* [ASSIGNMENT]
Print each record below word for word.

* [TASK INPUTS]
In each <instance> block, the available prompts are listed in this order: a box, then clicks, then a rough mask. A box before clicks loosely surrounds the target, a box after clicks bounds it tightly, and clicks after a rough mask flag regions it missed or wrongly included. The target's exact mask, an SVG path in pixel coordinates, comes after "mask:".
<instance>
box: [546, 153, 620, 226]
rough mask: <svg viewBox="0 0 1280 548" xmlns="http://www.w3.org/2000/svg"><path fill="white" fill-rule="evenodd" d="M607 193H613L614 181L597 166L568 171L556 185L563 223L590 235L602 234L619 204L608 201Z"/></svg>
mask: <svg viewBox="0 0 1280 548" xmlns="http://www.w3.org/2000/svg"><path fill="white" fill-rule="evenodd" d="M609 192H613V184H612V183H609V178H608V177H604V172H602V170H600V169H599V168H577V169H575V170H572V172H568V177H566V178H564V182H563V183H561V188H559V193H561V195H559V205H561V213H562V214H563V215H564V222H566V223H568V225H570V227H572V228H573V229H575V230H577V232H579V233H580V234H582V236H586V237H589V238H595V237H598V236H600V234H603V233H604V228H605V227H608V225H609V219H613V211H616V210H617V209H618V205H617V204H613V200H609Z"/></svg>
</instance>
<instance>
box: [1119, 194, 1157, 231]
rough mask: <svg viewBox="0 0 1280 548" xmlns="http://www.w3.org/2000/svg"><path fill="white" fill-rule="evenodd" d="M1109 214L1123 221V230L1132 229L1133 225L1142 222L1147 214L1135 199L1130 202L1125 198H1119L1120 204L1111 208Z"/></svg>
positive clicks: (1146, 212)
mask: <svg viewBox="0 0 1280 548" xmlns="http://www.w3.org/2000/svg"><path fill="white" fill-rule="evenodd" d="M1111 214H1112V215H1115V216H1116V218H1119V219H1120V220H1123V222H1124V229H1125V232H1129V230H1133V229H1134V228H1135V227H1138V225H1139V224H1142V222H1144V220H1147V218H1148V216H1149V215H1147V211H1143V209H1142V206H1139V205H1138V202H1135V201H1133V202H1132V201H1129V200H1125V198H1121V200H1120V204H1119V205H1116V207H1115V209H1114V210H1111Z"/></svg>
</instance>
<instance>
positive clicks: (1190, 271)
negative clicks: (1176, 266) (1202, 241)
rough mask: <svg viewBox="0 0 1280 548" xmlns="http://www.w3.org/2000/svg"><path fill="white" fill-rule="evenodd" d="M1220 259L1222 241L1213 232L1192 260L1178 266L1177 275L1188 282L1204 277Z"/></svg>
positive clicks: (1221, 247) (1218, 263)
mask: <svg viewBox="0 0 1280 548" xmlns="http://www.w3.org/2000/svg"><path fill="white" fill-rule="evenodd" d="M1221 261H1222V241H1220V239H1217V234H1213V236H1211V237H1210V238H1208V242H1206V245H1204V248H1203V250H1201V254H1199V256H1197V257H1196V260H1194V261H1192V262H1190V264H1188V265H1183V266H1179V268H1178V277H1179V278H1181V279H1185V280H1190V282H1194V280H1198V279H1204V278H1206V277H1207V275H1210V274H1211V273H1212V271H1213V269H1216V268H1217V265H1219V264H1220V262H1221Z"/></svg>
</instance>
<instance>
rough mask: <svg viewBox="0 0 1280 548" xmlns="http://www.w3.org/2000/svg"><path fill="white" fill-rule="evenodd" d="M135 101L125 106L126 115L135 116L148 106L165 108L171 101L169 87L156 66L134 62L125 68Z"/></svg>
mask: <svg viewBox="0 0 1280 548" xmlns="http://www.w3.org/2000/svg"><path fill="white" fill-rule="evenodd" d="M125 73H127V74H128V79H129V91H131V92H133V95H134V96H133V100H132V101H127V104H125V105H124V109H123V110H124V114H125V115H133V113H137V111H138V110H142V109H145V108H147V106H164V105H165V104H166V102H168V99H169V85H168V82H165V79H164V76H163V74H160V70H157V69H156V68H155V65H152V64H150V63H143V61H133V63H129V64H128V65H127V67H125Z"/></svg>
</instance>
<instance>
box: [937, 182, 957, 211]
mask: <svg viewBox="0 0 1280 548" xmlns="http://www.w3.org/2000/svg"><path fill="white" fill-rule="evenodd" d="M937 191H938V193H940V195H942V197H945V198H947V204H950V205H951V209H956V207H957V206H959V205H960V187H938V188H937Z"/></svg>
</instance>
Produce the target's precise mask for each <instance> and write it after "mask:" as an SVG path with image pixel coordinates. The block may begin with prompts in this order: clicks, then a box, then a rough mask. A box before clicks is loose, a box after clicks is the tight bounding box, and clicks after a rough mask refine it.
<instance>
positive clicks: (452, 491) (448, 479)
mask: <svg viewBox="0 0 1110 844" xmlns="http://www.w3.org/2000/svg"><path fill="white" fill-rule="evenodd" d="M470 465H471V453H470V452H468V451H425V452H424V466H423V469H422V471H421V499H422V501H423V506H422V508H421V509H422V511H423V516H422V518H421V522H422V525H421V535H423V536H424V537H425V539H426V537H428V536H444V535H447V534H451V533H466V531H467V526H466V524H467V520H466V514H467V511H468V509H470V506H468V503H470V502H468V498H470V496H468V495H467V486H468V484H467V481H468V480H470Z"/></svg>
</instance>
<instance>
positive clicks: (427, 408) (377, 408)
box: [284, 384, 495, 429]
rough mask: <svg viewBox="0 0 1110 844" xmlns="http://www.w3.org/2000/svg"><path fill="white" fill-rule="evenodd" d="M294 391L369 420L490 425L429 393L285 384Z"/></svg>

* [PROBLEM SOLUTION]
In each <instance> block, the available prompts are listed in this order: a box, then clicks, then a rough mask. A box before clicks loosely surrounds the target, a box after clicks bounds it tightly, and clicks after a rough mask flag regions it missed or wrongly included. The target's exact mask, an SVG path in pixel coordinates, comes after "mask:".
<instance>
box: [546, 153, 620, 226]
rough mask: <svg viewBox="0 0 1280 548" xmlns="http://www.w3.org/2000/svg"><path fill="white" fill-rule="evenodd" d="M607 193H613L614 181L597 166L568 171L556 185L563 223L590 235L602 234L619 204L608 201Z"/></svg>
mask: <svg viewBox="0 0 1280 548" xmlns="http://www.w3.org/2000/svg"><path fill="white" fill-rule="evenodd" d="M609 192H613V184H612V183H609V178H608V177H604V172H602V170H600V169H599V168H577V169H575V170H572V172H568V177H566V178H564V182H563V183H561V188H559V193H561V195H559V205H561V213H562V214H563V215H564V222H566V223H568V225H570V227H572V228H573V229H575V230H577V232H579V233H580V234H582V236H586V237H589V238H595V237H598V236H600V234H603V233H604V228H605V227H608V225H609V219H613V211H616V210H617V209H618V205H617V204H613V200H609Z"/></svg>
</instance>
<instance>
box: [1119, 194, 1157, 231]
rough mask: <svg viewBox="0 0 1280 548" xmlns="http://www.w3.org/2000/svg"><path fill="white" fill-rule="evenodd" d="M1109 214L1123 221V230L1132 229L1133 225L1142 222L1147 214L1135 199L1130 202L1125 198H1119L1120 204L1111 208Z"/></svg>
positive clicks: (1146, 212)
mask: <svg viewBox="0 0 1280 548" xmlns="http://www.w3.org/2000/svg"><path fill="white" fill-rule="evenodd" d="M1111 214H1112V215H1115V216H1116V218H1119V219H1120V220H1123V222H1124V229H1125V232H1129V230H1133V229H1134V228H1135V227H1138V225H1139V224H1142V222H1144V220H1147V218H1148V216H1149V215H1147V211H1143V209H1142V206H1139V205H1138V202H1135V201H1133V202H1132V201H1129V200H1125V198H1121V200H1120V204H1119V205H1116V207H1115V209H1114V210H1111Z"/></svg>
</instance>
<instance>
positive clicks: (1190, 271)
negative clicks: (1176, 266) (1202, 241)
rough mask: <svg viewBox="0 0 1280 548" xmlns="http://www.w3.org/2000/svg"><path fill="white" fill-rule="evenodd" d="M1220 259L1222 241L1213 232L1192 260L1178 266L1177 275L1188 282L1204 277Z"/></svg>
positive clicks: (1221, 247) (1218, 263)
mask: <svg viewBox="0 0 1280 548" xmlns="http://www.w3.org/2000/svg"><path fill="white" fill-rule="evenodd" d="M1221 261H1222V241H1220V239H1217V234H1213V236H1211V237H1210V238H1208V242H1206V245H1204V248H1203V250H1201V254H1199V256H1197V257H1196V260H1194V261H1192V262H1190V264H1188V265H1183V266H1179V268H1178V277H1179V278H1181V279H1185V280H1190V282H1194V280H1198V279H1204V278H1206V277H1207V275H1210V274H1211V273H1212V271H1213V269H1216V268H1217V265H1219V264H1220V262H1221Z"/></svg>
</instance>
<instance>
rough mask: <svg viewBox="0 0 1280 548" xmlns="http://www.w3.org/2000/svg"><path fill="white" fill-rule="evenodd" d="M135 101L125 106L126 115L135 116L148 106L165 108L171 101L169 87L156 66L134 62L125 68Z"/></svg>
mask: <svg viewBox="0 0 1280 548" xmlns="http://www.w3.org/2000/svg"><path fill="white" fill-rule="evenodd" d="M125 73H127V74H128V79H129V91H131V92H133V95H134V96H133V100H132V101H127V104H125V105H124V109H123V110H124V114H125V115H133V113H137V111H138V110H142V109H145V108H147V106H164V105H165V104H166V102H168V99H169V85H168V82H165V79H164V76H163V74H160V70H157V69H156V68H155V65H152V64H150V63H143V61H133V63H129V64H128V65H127V67H125Z"/></svg>
</instance>
<instance>
box: [937, 182, 957, 211]
mask: <svg viewBox="0 0 1280 548" xmlns="http://www.w3.org/2000/svg"><path fill="white" fill-rule="evenodd" d="M937 191H938V193H940V195H942V197H945V198H947V204H950V205H951V209H956V207H957V206H959V205H960V187H938V188H937Z"/></svg>
</instance>
Produce the target's precise mask for each <instance> and write it after "mask:" as an SVG path with image pixel coordinates. The block may begin with prompts in this order: clicks, then a box, then a rough mask. A box before clicks is loose, a box after clicks is the tight bounding box, and clicks after a rough mask refine it.
<instance>
positive clicks: (452, 491) (448, 479)
mask: <svg viewBox="0 0 1110 844" xmlns="http://www.w3.org/2000/svg"><path fill="white" fill-rule="evenodd" d="M470 465H471V453H470V452H468V451H425V452H424V466H423V469H422V471H421V499H422V501H423V506H422V508H421V509H422V511H423V516H422V518H421V522H422V525H421V535H423V536H424V537H425V539H426V537H428V536H444V535H447V534H451V533H466V531H467V526H466V524H467V520H466V514H467V511H468V509H470V506H468V503H470V502H468V498H470V496H468V495H467V486H468V484H467V481H468V480H470Z"/></svg>
</instance>
<instance>
positive clicks: (427, 408) (377, 408)
box: [284, 384, 495, 429]
rough mask: <svg viewBox="0 0 1110 844" xmlns="http://www.w3.org/2000/svg"><path fill="white" fill-rule="evenodd" d="M294 391L369 420L490 425L429 393L285 384Z"/></svg>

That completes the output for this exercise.